▶ _Exercise objective_: Gather every line in the data below that contains the string "small" and copy each one out. Case counts.

* BEGIN Records for this exercise *

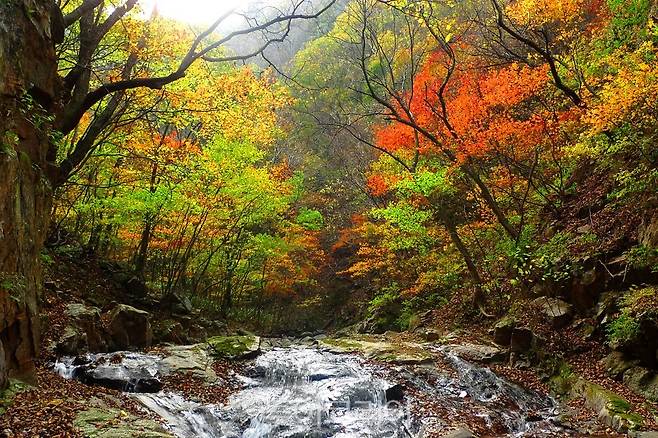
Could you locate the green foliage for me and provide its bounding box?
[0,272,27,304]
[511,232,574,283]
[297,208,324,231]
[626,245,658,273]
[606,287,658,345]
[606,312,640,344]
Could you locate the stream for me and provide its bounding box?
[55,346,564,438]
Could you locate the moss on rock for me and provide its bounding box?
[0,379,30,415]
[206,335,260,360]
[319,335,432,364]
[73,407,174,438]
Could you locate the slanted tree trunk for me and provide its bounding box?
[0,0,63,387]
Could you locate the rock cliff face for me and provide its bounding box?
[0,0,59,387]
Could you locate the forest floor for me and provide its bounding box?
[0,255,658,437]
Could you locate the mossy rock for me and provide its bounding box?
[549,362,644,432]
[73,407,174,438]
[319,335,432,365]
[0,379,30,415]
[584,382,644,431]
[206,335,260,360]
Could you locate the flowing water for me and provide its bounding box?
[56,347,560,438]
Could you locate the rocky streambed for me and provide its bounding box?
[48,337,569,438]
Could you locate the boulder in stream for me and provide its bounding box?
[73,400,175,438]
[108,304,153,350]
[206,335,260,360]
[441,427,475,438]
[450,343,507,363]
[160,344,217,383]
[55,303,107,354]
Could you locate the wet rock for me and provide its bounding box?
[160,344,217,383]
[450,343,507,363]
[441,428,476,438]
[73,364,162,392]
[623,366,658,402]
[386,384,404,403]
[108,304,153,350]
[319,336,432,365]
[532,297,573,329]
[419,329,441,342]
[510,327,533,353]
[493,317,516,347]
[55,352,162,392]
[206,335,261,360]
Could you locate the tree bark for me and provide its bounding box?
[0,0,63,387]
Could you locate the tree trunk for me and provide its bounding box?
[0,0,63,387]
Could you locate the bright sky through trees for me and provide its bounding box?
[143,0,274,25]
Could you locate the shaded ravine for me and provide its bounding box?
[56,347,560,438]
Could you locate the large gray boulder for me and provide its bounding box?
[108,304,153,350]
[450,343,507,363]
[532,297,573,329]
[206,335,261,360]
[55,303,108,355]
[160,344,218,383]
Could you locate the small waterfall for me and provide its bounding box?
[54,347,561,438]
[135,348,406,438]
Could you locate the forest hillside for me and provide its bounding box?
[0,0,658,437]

* END Records for this exercise *
* BEGIN Records for this exercise *

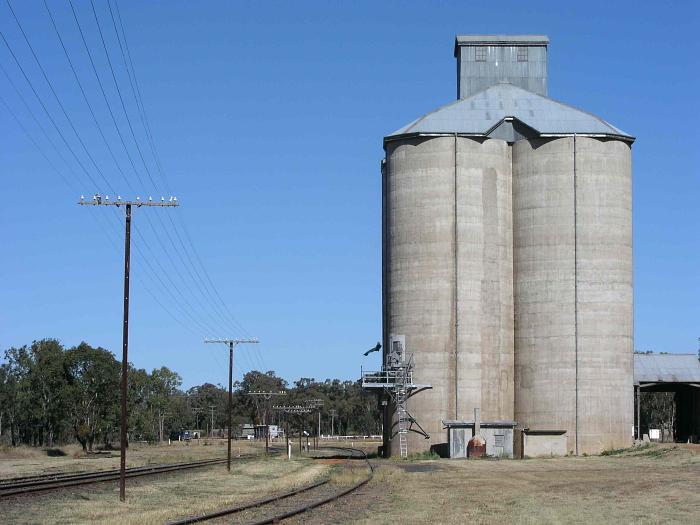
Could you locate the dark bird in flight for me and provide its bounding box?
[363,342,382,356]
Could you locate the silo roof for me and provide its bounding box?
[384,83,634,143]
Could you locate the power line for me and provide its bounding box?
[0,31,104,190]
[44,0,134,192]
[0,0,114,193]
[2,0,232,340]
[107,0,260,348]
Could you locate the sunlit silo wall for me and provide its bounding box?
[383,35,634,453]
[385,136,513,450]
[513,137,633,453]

* END Records for this exercise *
* BEGIN Records for this exercise *

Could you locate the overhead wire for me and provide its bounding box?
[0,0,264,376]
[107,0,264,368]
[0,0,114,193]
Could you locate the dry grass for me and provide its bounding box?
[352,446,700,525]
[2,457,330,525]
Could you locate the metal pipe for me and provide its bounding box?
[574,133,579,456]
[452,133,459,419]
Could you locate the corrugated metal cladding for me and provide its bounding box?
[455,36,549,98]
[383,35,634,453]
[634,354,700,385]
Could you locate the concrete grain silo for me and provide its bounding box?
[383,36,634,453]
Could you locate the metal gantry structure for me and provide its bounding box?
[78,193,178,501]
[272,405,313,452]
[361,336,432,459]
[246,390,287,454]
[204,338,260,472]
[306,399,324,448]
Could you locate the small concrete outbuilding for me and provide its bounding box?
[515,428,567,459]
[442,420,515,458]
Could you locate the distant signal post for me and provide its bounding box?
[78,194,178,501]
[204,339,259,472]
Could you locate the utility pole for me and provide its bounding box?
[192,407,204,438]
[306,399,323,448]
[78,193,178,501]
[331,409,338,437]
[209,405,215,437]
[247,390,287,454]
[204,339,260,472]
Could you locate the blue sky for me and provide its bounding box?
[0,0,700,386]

* END Records for this exercise *

▶ _Exercise answer_:
Could you locate the small waterfall for me and provide its bounding box?
Could you locate the small concrete outbuilding for me and provide its bounding box?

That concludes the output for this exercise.